• HOW TO COMPLETE THIS TASK:
All of the records should be given again exactly as they appear.
:::
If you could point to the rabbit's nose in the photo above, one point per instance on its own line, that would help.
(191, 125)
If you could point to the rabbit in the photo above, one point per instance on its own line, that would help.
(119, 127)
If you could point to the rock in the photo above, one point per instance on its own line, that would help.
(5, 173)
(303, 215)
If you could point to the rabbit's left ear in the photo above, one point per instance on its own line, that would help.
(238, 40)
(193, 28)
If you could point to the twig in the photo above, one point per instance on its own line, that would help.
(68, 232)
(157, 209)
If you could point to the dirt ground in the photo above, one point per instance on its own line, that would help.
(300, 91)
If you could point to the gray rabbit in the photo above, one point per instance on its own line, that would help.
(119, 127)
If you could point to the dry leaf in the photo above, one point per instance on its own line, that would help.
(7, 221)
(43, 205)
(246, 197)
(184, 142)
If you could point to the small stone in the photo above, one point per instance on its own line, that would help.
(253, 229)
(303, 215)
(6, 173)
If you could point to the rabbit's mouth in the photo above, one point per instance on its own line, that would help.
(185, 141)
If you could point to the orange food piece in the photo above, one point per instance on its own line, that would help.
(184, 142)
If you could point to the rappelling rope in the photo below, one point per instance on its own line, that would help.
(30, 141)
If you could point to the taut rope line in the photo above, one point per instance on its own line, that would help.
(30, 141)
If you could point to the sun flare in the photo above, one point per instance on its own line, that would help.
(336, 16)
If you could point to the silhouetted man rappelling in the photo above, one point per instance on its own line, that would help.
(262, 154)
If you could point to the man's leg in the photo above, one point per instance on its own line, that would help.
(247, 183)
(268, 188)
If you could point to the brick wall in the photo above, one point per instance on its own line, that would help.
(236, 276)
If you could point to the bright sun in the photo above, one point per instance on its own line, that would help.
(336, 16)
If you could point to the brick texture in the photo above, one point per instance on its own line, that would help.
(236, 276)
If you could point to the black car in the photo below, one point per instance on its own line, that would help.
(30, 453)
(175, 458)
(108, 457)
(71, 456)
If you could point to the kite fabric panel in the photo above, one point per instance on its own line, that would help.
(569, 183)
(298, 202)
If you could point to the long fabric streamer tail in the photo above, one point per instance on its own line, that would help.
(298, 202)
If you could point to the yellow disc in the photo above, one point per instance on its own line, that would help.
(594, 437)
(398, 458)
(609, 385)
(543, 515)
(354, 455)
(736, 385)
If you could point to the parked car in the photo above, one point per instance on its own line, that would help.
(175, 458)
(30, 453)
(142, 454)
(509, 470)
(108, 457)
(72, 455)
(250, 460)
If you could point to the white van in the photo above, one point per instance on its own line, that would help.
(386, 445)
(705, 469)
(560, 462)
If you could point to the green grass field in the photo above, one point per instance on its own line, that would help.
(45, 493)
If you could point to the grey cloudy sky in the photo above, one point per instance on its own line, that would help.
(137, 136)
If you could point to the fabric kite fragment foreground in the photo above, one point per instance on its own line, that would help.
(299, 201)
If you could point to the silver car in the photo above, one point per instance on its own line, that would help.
:::
• WRITTEN SOLUTION:
If you could point to the rabbit's nose in the photo above, one point per instance on its own line, that would help.
(191, 125)
If you could point to the rabbit in the photo above, one point per instance on its own line, that would help.
(119, 127)
If you could point to the rock in the photo above, one point per instance on its own line, that would help.
(5, 173)
(303, 215)
If you could point to the rabbit's left ear in the photo above, one point per instance on its own line, that would help.
(238, 40)
(193, 28)
If you could point to the twig in the photo above, one point per instance on its own line, that would help.
(68, 232)
(157, 209)
If you could point to the dirt ground in the photo above, one point per instance on its own line, that would help.
(300, 91)
If you could point to the gray rabbit in the photo above, one point per instance on its own line, that would help.
(119, 127)
If you could point to the dry leaf in the photo above, one point per instance on its own line, that would help.
(7, 221)
(43, 205)
(246, 197)
(184, 142)
If you could point to the small stone in the photo above, one point per instance on its own line, that would help.
(253, 229)
(303, 215)
(6, 173)
If you could point to the rabbit's mouth in the photo above, one point per instance on its own line, that would help.
(185, 141)
If you could point to the orange food piece in the photo above, one point per instance on its own line, that would help.
(184, 142)
If you could point to the rappelling rope in the photo below, one point per instance on its own line, that would help.
(30, 141)
If you could point to the taut rope line in the photo above, one point per instance on its own line, that would help.
(30, 141)
If you could point to the sun flare in the photo above, one point per instance on its own line, that would help.
(336, 16)
If you could point to the silhouetted man rappelling in the photo above, one point per instance on its own line, that would help.
(262, 154)
If you could point to the man's leg in the photo above, one point per instance on its own line, that would help.
(247, 183)
(268, 188)
If you could point to the brick wall in the photo above, one point per instance on its own line, that would help.
(236, 276)
If you could point to the bright sun in the photo above, one point per instance on its own line, that would help.
(336, 16)
If you could point to the brick texture in the photo above, one point per instance on its own line, that would help.
(236, 276)
If you could point to the black car in the photo below, one point per instance on its own line, that would help.
(30, 453)
(175, 458)
(108, 457)
(71, 456)
If you could point to the kite fabric panel in the photo above, one point per instance on its own line, that would help.
(569, 183)
(298, 202)
If you could point to the long fabric streamer tail in the photo above, one point per instance on its own line, that would help.
(298, 202)
If you could point to the yellow disc in the photo above, one point per instance on its own line, that would help.
(594, 437)
(398, 458)
(609, 385)
(543, 515)
(354, 455)
(736, 385)
If you could point to the parked car in the photo above, one point per instance on its own line, that would help.
(175, 458)
(30, 453)
(142, 454)
(509, 470)
(108, 457)
(72, 455)
(250, 460)
If you could point to the white van in the photo above, one point per instance on its own line, that would help.
(386, 445)
(705, 469)
(560, 462)
If you could point to the green grass field in the photo above, one point per instance on its own line, that would help.
(45, 493)
If you could point to the grey cloudy sky in the photo above, one point per instance on its own line, that would help.
(137, 136)
If you could point to the fabric kite fragment foreground in the photo above, one point per instance on its own line, that would help.
(299, 201)
If you could point to the silver car in the photo above, one point per instance on its own line, that would help.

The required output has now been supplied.